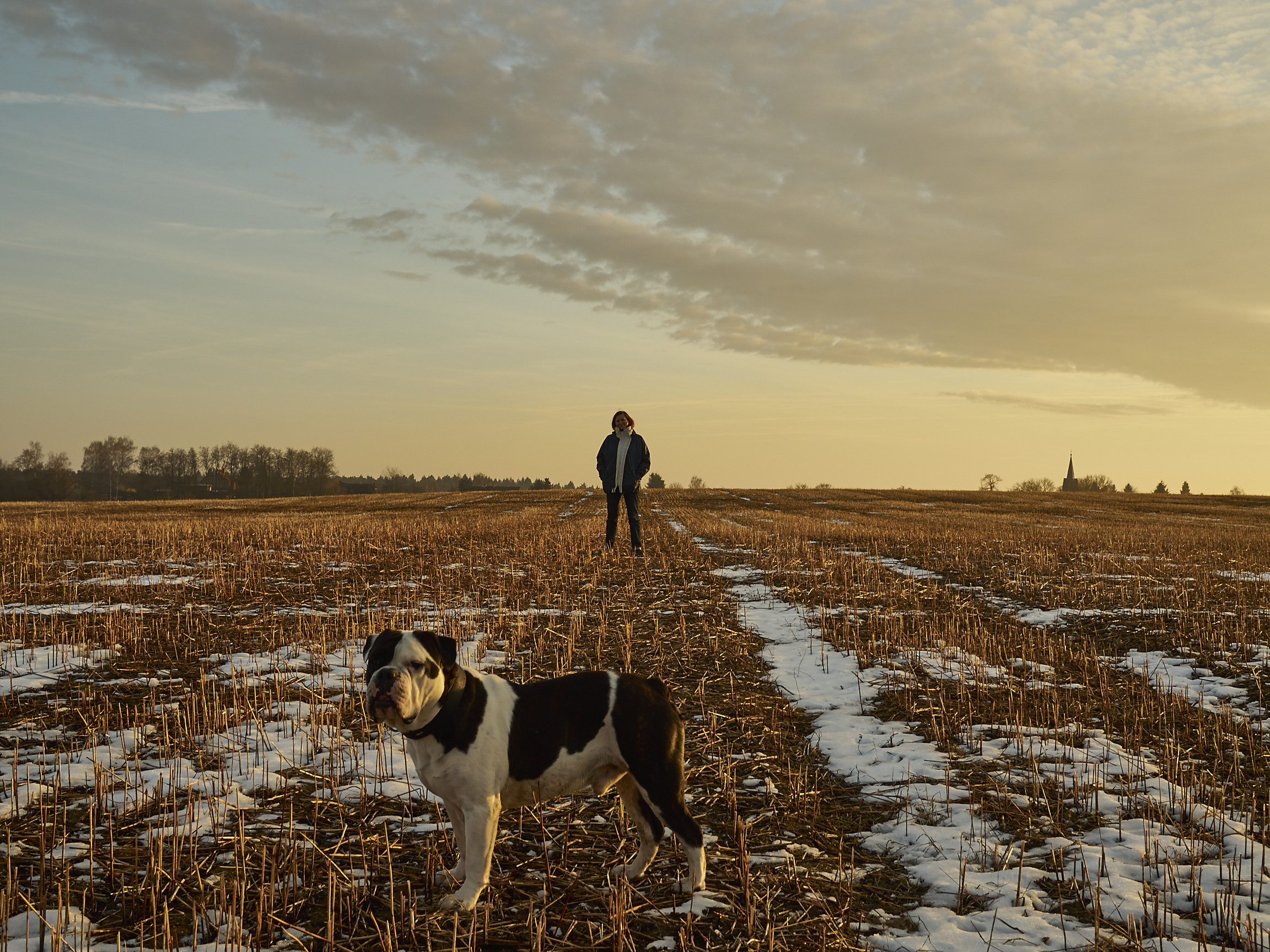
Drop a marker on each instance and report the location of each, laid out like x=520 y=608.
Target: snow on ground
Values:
x=1155 y=851
x=1169 y=673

══════════

▸ TAREFA: Reproduza sem nenhuma alteração todas as linhas dos registros acima, deixando as imagens de fora da resposta.

▸ RESPOSTA ESCRITA:
Drop a marker on each instance and report the location of each, laid out like x=520 y=608.
Target: snow on ground
Values:
x=1155 y=851
x=1169 y=673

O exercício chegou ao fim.